* **DIRECTIONS FOR THIS TASK**
Among the entries that follow, find every line with the word "below" and list it.

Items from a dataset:
┄┄┄┄┄┄
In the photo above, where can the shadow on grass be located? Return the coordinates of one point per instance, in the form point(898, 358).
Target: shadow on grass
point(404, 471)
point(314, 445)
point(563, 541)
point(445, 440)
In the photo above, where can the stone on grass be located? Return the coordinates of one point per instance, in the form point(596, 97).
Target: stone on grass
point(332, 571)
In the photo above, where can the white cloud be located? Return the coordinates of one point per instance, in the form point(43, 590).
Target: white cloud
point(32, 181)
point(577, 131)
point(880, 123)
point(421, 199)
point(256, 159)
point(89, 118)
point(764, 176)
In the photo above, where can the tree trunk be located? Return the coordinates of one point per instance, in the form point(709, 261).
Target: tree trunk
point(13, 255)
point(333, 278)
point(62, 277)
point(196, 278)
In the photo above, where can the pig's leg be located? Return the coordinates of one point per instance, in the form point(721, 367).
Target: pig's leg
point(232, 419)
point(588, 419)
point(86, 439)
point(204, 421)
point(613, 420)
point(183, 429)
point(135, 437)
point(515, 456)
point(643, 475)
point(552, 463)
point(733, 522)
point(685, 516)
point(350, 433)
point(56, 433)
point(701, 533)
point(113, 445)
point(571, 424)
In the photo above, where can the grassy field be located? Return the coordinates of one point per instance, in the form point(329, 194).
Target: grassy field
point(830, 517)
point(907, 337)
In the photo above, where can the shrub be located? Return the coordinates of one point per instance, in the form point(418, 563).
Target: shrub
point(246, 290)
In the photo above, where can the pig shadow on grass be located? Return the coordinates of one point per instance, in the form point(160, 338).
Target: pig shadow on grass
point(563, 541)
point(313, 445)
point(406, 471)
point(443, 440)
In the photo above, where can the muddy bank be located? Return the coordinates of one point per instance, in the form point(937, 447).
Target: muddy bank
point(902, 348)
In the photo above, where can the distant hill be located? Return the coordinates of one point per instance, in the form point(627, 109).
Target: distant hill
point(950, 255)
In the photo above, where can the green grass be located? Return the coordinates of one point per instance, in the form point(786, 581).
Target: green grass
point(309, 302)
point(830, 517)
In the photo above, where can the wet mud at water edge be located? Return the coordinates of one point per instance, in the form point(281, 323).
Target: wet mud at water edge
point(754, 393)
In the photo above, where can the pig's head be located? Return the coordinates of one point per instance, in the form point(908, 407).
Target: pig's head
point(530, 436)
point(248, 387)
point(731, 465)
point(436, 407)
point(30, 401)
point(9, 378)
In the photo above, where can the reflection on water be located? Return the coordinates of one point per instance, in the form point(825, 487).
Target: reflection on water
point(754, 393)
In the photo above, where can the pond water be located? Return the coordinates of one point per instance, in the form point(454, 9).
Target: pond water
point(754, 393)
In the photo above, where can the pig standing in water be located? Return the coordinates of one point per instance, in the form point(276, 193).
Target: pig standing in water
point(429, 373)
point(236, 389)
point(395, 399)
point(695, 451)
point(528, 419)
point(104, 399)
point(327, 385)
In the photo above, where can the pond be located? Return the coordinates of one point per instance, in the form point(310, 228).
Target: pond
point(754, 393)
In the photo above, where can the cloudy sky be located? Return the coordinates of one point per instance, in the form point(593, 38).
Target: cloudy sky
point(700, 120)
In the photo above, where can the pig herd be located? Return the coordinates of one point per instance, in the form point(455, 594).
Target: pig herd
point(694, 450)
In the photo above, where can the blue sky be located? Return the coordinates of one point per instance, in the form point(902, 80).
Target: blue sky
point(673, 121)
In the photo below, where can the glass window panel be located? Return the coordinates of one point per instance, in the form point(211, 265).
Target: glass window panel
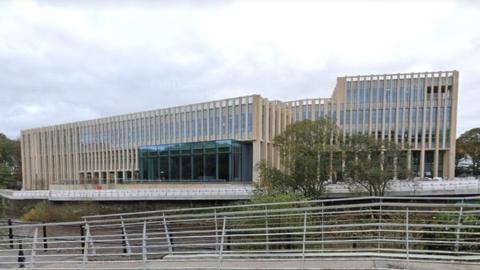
point(163, 168)
point(175, 168)
point(198, 167)
point(210, 167)
point(224, 166)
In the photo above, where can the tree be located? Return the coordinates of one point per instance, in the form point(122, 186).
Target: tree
point(10, 165)
point(469, 144)
point(305, 149)
point(372, 164)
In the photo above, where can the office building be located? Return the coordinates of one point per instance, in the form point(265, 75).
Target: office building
point(222, 140)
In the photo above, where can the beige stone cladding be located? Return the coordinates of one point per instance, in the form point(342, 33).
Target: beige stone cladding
point(416, 109)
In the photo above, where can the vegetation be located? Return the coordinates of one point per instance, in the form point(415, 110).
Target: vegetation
point(10, 163)
point(372, 164)
point(469, 144)
point(313, 152)
point(305, 149)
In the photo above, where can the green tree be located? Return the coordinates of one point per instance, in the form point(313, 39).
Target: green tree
point(469, 143)
point(305, 149)
point(10, 162)
point(372, 164)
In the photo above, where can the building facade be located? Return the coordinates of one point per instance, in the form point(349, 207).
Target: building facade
point(223, 140)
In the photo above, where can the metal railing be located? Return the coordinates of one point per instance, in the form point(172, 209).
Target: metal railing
point(409, 229)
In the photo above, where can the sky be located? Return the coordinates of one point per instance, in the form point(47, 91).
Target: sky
point(65, 61)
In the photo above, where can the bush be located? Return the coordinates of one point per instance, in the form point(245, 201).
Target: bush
point(48, 212)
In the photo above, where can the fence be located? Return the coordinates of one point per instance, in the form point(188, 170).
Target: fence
point(409, 229)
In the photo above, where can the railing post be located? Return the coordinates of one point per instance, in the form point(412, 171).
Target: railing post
point(267, 240)
point(82, 238)
point(33, 251)
point(304, 238)
point(45, 244)
point(459, 224)
point(167, 234)
point(10, 232)
point(125, 242)
point(144, 244)
point(407, 238)
point(321, 228)
point(216, 229)
point(85, 246)
point(89, 238)
point(220, 255)
point(380, 225)
point(21, 255)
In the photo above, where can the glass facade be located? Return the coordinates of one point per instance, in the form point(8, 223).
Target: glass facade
point(222, 160)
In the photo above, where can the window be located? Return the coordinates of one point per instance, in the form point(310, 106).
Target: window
point(250, 119)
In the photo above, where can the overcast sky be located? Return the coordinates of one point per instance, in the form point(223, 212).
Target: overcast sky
point(67, 61)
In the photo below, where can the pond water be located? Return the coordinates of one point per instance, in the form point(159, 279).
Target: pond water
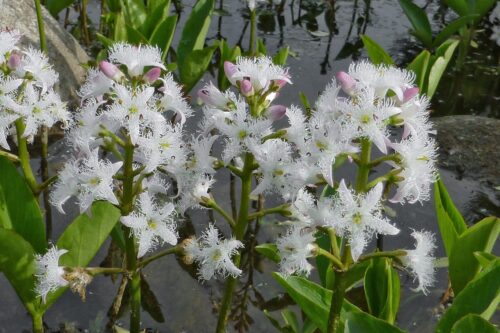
point(324, 38)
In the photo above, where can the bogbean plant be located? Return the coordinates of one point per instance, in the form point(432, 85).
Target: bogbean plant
point(131, 150)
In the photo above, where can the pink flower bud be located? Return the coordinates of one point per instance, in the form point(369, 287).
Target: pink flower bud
point(110, 70)
point(14, 61)
point(229, 69)
point(152, 75)
point(346, 82)
point(276, 112)
point(246, 87)
point(409, 93)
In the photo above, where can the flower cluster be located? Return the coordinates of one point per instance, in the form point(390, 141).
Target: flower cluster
point(27, 97)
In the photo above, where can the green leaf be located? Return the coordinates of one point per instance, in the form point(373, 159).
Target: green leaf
point(439, 65)
point(163, 34)
point(481, 296)
point(418, 19)
point(195, 29)
point(192, 68)
point(313, 299)
point(269, 250)
point(463, 266)
point(473, 323)
point(451, 28)
point(382, 289)
point(55, 6)
point(484, 258)
point(360, 322)
point(419, 66)
point(376, 53)
point(451, 222)
point(19, 209)
point(84, 237)
point(17, 262)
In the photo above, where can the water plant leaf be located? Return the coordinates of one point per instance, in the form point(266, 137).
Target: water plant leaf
point(439, 64)
point(450, 221)
point(313, 299)
point(480, 237)
point(419, 66)
point(192, 68)
point(360, 322)
point(473, 323)
point(55, 6)
point(419, 21)
point(451, 28)
point(84, 237)
point(163, 34)
point(195, 29)
point(19, 209)
point(17, 262)
point(376, 52)
point(481, 296)
point(269, 250)
point(382, 287)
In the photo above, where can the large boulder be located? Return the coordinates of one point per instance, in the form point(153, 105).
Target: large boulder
point(468, 145)
point(64, 51)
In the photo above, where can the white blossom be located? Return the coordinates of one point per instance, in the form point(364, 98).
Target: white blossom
point(50, 276)
point(359, 217)
point(420, 260)
point(294, 248)
point(152, 224)
point(214, 255)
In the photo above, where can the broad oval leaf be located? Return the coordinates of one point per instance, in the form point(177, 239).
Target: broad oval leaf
point(463, 266)
point(19, 209)
point(481, 296)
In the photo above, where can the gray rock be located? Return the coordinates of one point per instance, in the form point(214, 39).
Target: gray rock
point(469, 146)
point(64, 51)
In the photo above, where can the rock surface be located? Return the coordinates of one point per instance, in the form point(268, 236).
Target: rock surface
point(469, 145)
point(64, 51)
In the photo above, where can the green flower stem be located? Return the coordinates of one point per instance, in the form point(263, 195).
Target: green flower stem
point(338, 283)
point(212, 204)
point(239, 232)
point(9, 156)
point(387, 254)
point(37, 323)
point(127, 205)
point(281, 209)
point(335, 260)
point(253, 32)
point(24, 157)
point(173, 250)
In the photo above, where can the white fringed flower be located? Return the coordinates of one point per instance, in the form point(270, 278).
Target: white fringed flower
point(88, 179)
point(294, 248)
point(359, 217)
point(214, 255)
point(152, 224)
point(420, 260)
point(50, 276)
point(418, 160)
point(135, 58)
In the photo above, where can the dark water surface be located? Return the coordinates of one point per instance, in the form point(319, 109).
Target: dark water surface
point(324, 38)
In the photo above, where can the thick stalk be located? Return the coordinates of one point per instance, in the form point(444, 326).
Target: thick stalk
point(130, 248)
point(239, 232)
point(24, 157)
point(37, 323)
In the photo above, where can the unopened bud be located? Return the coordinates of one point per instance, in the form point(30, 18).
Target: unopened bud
point(409, 93)
point(14, 61)
point(346, 82)
point(276, 112)
point(246, 87)
point(110, 70)
point(152, 75)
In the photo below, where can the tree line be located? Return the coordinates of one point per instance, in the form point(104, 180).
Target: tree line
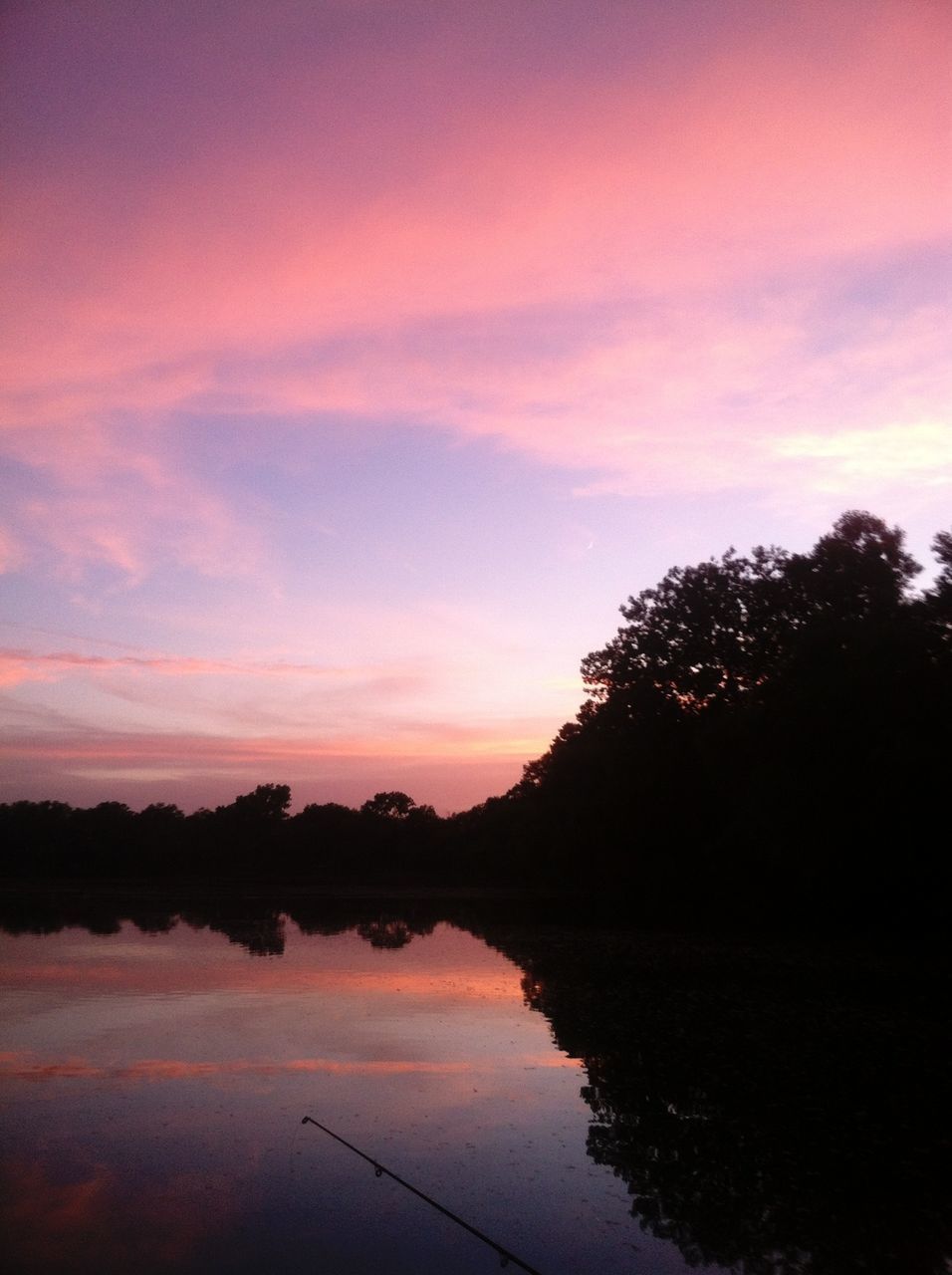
┄┄┄┄┄┄
* **ANSWER TO THIS EXERCISE**
In the photo below, where can the glass window panel be located? Return the coordinates of one point per instance, in the form point(211, 265).
In the photo below, where can the pond water be located? Return the coordinates of one point per instance, in the form point(159, 279).
In the photo below, where can the tree line be located? Return the coordinates of one point per instance, in the form point(104, 180).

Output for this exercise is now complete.